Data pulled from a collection
+++
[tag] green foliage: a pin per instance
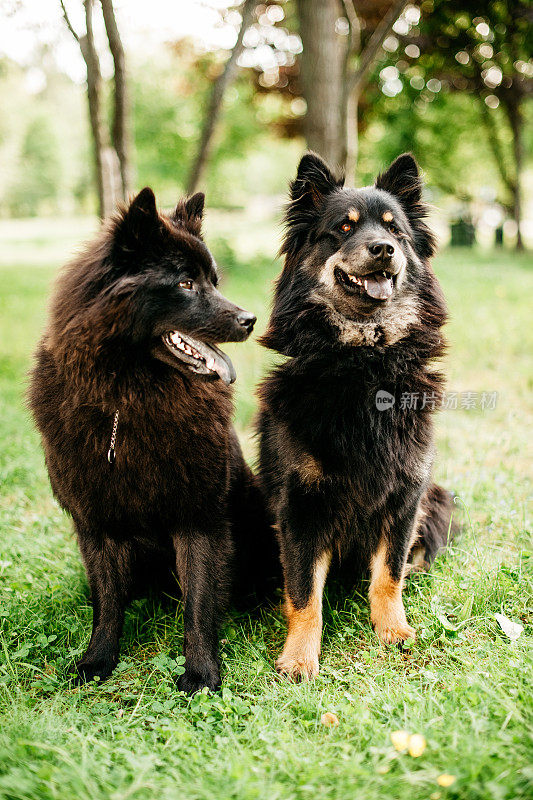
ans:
(462, 684)
(463, 73)
(40, 171)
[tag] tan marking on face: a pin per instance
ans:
(387, 325)
(387, 612)
(310, 470)
(299, 658)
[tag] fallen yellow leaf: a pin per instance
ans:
(417, 745)
(400, 740)
(330, 719)
(445, 779)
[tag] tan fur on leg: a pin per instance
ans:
(299, 658)
(386, 605)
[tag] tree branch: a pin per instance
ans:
(375, 43)
(121, 107)
(67, 20)
(217, 96)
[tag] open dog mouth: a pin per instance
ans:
(377, 285)
(202, 358)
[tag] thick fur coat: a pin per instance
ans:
(131, 339)
(358, 312)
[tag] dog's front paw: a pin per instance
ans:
(391, 634)
(87, 669)
(195, 679)
(298, 666)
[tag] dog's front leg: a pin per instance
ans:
(305, 557)
(108, 564)
(388, 566)
(203, 566)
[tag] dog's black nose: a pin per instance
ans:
(247, 320)
(381, 249)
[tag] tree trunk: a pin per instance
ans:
(322, 67)
(104, 182)
(215, 103)
(121, 110)
(516, 121)
(355, 82)
(352, 136)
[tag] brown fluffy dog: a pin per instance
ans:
(131, 341)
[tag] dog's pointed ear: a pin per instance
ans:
(314, 179)
(313, 183)
(403, 180)
(189, 212)
(139, 221)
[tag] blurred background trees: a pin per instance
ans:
(234, 101)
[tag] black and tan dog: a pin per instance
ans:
(132, 398)
(358, 311)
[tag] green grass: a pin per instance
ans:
(463, 685)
+++
**Your task:** Render everything from the line containing "[tag] black and tan dog: a pin per instance" down to the end of the records as a JSON list of strings, with one string per line and blank lines left out.

**The result:**
[
  "[tag] black and tan dog: a pin per instance",
  "ans:",
  "(132, 398)",
  "(358, 311)",
  "[tag] green grass: a pin per instance",
  "ans:",
  "(463, 685)"
]